▶ TASK DIRECTIONS: Restate each record word for word, from the first to the last.
(EXERCISE DATA begins)
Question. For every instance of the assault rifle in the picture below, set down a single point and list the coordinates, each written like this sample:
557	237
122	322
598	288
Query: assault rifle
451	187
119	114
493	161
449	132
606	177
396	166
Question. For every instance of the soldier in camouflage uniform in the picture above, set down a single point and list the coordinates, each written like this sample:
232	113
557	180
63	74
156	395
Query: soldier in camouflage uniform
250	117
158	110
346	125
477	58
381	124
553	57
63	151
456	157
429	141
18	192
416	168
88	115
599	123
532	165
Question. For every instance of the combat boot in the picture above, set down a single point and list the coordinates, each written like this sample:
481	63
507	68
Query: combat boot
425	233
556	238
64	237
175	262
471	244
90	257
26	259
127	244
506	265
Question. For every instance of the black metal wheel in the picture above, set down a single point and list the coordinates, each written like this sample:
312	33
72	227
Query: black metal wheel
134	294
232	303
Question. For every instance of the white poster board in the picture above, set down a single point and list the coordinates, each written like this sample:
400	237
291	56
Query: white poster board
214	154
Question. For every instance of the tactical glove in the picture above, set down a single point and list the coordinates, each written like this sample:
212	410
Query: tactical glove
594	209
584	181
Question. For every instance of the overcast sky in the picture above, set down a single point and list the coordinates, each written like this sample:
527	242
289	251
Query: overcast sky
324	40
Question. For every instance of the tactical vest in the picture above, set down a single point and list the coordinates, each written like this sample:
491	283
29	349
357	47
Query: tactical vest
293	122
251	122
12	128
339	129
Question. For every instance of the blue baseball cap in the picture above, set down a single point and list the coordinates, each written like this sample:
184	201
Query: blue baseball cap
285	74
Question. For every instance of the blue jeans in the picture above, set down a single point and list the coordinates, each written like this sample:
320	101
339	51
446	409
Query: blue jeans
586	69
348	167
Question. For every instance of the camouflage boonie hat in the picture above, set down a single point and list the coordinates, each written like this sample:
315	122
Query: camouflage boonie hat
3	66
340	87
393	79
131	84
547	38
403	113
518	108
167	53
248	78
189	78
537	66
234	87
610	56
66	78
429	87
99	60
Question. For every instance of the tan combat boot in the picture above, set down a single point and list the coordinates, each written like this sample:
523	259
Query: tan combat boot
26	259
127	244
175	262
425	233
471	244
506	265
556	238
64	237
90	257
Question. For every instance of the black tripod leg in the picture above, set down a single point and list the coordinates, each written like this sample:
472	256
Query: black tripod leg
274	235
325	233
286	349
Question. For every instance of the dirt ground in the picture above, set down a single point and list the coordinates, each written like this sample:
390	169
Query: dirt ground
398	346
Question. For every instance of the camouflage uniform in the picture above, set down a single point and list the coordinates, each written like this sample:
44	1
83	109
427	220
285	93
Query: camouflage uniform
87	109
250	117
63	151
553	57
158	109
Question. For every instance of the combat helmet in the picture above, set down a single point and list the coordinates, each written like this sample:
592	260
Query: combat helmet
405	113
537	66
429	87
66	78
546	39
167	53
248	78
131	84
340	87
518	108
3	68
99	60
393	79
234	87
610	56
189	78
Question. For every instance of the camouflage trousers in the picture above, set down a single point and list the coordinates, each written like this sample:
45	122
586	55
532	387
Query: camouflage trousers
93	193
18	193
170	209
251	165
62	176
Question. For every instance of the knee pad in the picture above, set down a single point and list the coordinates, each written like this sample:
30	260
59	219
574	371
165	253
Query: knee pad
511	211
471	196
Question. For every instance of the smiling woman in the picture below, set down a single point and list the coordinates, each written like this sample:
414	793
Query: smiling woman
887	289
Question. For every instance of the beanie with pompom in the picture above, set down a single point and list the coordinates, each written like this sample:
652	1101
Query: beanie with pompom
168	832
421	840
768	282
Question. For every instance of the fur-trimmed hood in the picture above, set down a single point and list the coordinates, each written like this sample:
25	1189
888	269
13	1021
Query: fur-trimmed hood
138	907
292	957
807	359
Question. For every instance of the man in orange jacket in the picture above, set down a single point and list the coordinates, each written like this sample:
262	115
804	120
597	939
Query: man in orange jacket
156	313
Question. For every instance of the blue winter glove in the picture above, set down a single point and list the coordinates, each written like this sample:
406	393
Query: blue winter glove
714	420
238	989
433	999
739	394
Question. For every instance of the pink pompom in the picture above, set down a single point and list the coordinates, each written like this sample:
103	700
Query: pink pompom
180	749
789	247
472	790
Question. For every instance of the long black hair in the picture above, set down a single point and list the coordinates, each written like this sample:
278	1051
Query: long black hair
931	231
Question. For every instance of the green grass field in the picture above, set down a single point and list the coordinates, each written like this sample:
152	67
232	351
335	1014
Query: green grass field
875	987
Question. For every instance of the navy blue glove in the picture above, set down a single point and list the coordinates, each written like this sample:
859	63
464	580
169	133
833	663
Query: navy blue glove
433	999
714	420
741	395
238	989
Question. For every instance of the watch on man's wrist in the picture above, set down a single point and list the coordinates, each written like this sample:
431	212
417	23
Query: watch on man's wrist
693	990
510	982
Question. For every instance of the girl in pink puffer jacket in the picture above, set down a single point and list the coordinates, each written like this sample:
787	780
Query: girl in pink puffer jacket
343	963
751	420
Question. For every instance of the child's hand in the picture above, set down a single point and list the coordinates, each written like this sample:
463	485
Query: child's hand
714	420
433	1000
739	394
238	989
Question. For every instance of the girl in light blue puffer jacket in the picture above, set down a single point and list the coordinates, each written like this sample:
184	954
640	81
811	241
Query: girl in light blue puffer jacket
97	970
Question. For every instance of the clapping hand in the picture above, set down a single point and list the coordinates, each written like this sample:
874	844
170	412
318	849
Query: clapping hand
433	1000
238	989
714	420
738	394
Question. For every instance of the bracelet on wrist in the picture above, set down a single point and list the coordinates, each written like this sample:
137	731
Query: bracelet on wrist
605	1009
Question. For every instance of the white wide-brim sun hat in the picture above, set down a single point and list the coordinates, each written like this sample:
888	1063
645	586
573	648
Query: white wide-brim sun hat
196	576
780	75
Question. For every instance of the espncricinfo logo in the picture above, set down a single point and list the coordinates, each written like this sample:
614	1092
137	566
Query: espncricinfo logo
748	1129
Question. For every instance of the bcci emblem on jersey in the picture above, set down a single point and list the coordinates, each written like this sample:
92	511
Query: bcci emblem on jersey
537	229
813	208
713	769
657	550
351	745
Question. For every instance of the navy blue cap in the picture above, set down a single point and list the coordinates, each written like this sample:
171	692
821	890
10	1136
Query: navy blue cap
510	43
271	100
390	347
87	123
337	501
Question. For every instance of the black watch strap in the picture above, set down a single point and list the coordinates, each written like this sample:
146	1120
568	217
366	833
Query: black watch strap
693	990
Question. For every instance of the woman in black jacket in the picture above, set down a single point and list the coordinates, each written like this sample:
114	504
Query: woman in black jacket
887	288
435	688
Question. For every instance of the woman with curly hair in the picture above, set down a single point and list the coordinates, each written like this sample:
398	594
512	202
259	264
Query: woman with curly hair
(EXERCISE DATA ends)
▶ OUTPUT BELOW:
Question. For every instance of the assault rifle in the picture below, set down a single point and list the coordinates, each written like this sample:
557	237
122	322
598	288
Query: assault rifle
451	187
119	114
493	161
449	132
606	177
396	166
Question. For every instance of the soldier in camouflage uniform in the picture above, set down a single point and list the coordinates, each written like this sample:
232	113
557	180
63	74
156	395
Query: soldier in camouflage uniform
250	117
158	110
346	125
477	58
381	124
553	57
63	151
456	157
429	141
18	192
416	168
88	115
599	123
532	165
Question. For every instance of the combat boot in the picture above, set down a single point and list the coordinates, each written like this sample:
481	63
507	68
Query: combat boot
425	233
556	238
64	237
175	262
471	244
90	257
26	259
127	244
506	265
Question. For every instance of the black metal wheel in the picture above, set down a single point and list the coordinates, each written like this sample:
312	33
72	227
Query: black metal wheel
134	294
232	303
Question. For every instance of the white poster board in the picture above, set down a single point and list the coordinates, each written like this sample:
400	237
291	56
Query: white poster board
214	154
Question. For every instance of the tactical glove in the picture above, set down a single point and list the coordinates, each written like this sample:
212	410
Query: tactical glove
594	209
584	181
Question. For every instance of the overcast sky in the picture above, set down a single point and list the coordinates, each written like this sample:
527	242
289	251
Query: overcast sky
324	40
Question. For every instance of the tactical vest in the picture above, set down a single point and list the coordinates, each written like this sample:
491	283
29	349
357	47
Query: tactical vest
293	122
251	122
12	128
339	129
Question. For every instance of the blue baseball cap in the picture above, set down a single point and list the coordinates, each written like this sample:
184	201
Query: blue baseball cap
285	74
Question. For every instance of the blue jeans in the picture above, set down a single point and list the coordinates, each written like this sample:
320	101
339	51
446	409
Query: blue jeans
586	69
348	167
Question. For every instance of the camouflage boonie hat in the picture above, set down a single point and list the coordinates, each written like this sample:
315	122
Query: camouflage boonie hat
3	66
340	87
393	79
131	84
547	38
403	113
518	108
167	53
248	78
189	78
537	66
234	87
610	56
66	78
429	87
99	60
Question. For every instance of the tan combat boot in the picture above, set down a single point and list the coordinates, each written like this sample:
523	259
Query: tan combat boot
26	259
127	244
175	262
425	233
471	244
506	265
556	238
64	237
90	257
Question. For every instance of the black tripod leg in the picture above, set down a single point and list the coordinates, each written like this sample:
472	256
Query: black tripod leg
274	235
325	233
286	349
Question. For every instance of the dirt ground in the picture above, set down a single point and list the coordinates, each written like this sample:
390	169
Query: dirt ground
398	346
Question. For every instance of the camouflage uniform in the picture above, set down a single point and list the coordinates, each written like this sample:
44	1
83	109
427	220
285	93
Query: camouflage uniform
87	109
250	117
63	151
553	57
158	109
Question. For every instance of the combat helmet in the picture above, set down a single point and list the coordinates, each written like this sample:
592	260
Query: combat helmet
405	113
537	66
429	87
66	78
546	39
167	53
248	78
131	84
340	87
518	108
3	68
99	60
393	79
234	87
610	56
189	78
Question. For every instance of the camouflage trousers in the picture above, set down a single point and list the coordinates, each written like this sample:
45	122
586	55
532	387
Query: camouflage trousers
93	193
18	193
170	209
251	165
62	176
Question. For every instance of the knee pad in the picture above, set down a single point and list the coordinates, each written like this sample:
30	260
59	219
574	371
165	253
Query: knee pad
511	211
471	196
Question. For every instance of the smiling woman in the picture below, set down a single point and list the coordinates, each written like this sample:
414	793
Query: smiling woman
887	289
Question. For every instance of the beanie with pompom in the picture above, set down a single point and list the coordinates, each written like this sample:
652	1101
Query: beanie with pompom
168	832
421	840
768	282
Question. For every instance of the fur-trimmed hood in the picture above, set down a single point and list the coordinates, each written like this sample:
25	1189
888	269
13	1021
Query: fur-trimmed hood
138	907
292	957
807	359
Question. For every instance of the man in orange jacket in the picture above, set down a single point and list the coordinates, each written like this sample:
262	115
804	120
597	939
Query: man in orange jacket
156	313
Question. For every instance of the blue winter glove in the picture above, set down a single point and list the coordinates, each written like this sample:
406	393
Query: blue winter glove
714	420
238	989
433	999
739	394
Question. For every instance of the pink pompom in the picture above, set down a single point and list the coordinates, each written like this sample:
103	700
Query: pink pompom
180	749
789	247
472	790
Question. For every instance of the long black hair in the picture above, set down a single point and list the coordinates, each written like this sample:
278	1051
Query: long black hair
931	231
Question. For every instance of the green grass field in the picture above, set down a single point and list the coordinates, each written like this sample:
152	67
232	351
335	1014
Query: green grass field
875	987
Question. For every instance of the navy blue glove in the picture above, set down a single point and list the coordinates, each written like this sample:
859	63
464	580
169	133
833	663
Query: navy blue glove
433	999
714	420
741	395
238	989
Question. For every instance of the watch on man's wrist in the picture above, set down a single point and list the coordinates, each written like this sample:
431	212
417	23
Query: watch on man's wrist
693	990
510	982
Question. For every instance of the girl in pink puffer jacket in the picture above, set down a single point and list the coordinates, each written like this sample:
787	780
Query: girl in pink puffer jacket
343	963
751	420
Question. For every instance of the child's hand in the picture above, set down a single point and list the coordinates, each written like this sample:
463	485
Query: child's hand
714	420
433	1000
739	394
238	989
Question. For every instance of the girl in light blue puffer jacket in the picture above, set down a single point and list the coordinates, each written like this sample:
184	954
640	81
811	241
Query: girl in light blue puffer jacket
97	970
Question. For every instance of the clapping hand in the picture above, set down a single point and list the coordinates, each written like this sample:
874	844
170	412
318	849
Query: clapping hand
433	1000
238	989
714	420
738	394
Question. For every instance of the bracelet on wrist in the picture above, set down a single point and list the coordinates, each written like this sample:
137	731
Query: bracelet on wrist
605	1009
Question. For every instance of the white wide-brim sun hat in the picture above, set down a single point and list the coordinates, each written like this sample:
888	1063
645	586
573	648
Query: white wide-brim sun hat
196	576
780	75
Question. For every instance of the espncricinfo logo in the picture above, set down a single point and list the coordinates, each written like this sample:
614	1092
137	566
Query: espncricinfo logo
748	1129
Question. For every instance of the bcci emblem on jersey in the picture above, set down a single point and list the coordinates, each written like this sample:
92	511
Query: bcci emblem on jersey
537	229
813	208
713	769
657	550
351	745
Question. For every instance of the navy blue cap in the picture above, set down a single point and list the coordinates, each written like this sample:
171	692
821	890
10	1136
Query: navy blue cap
510	43
271	100
390	347
87	123
337	501
Question. For every instance of the black watch strap in the picture above, set down a single point and list the coordinates, each written like this sample:
146	1120
568	217
366	833
Query: black watch strap
693	990
Question. For every instance of the woman in black jacket in the picture above, set down a single point and list the coordinates, each written like this sample:
114	504
Query: woman in black jacket
887	288
435	688
Question. For every instance of the woman with curly hair in the picture above, set down a single point and list the coordinates, each written like this sample:
398	594
512	202
259	264
Query: woman with curly hair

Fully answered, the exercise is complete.